Repeat the data below in full and exactly.

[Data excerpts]
★ ★ ★ ★ ★ ★ ★
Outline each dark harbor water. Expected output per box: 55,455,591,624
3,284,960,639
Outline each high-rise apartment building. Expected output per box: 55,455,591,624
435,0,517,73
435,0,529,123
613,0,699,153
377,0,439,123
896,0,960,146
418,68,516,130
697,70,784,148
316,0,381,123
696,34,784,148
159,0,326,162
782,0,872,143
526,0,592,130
★ ★ ★ ★ ★ ★ ★
» Written solution:
Outline each dark harbor water. Expected output per box: 55,455,591,624
3,284,960,639
Outline each high-rise apartment building. Expected output per box: 55,455,591,624
435,0,517,73
435,0,529,123
613,0,699,153
377,0,439,123
896,0,960,146
418,68,516,130
697,70,784,148
316,0,381,123
696,34,784,148
159,0,326,162
782,0,872,143
526,0,592,130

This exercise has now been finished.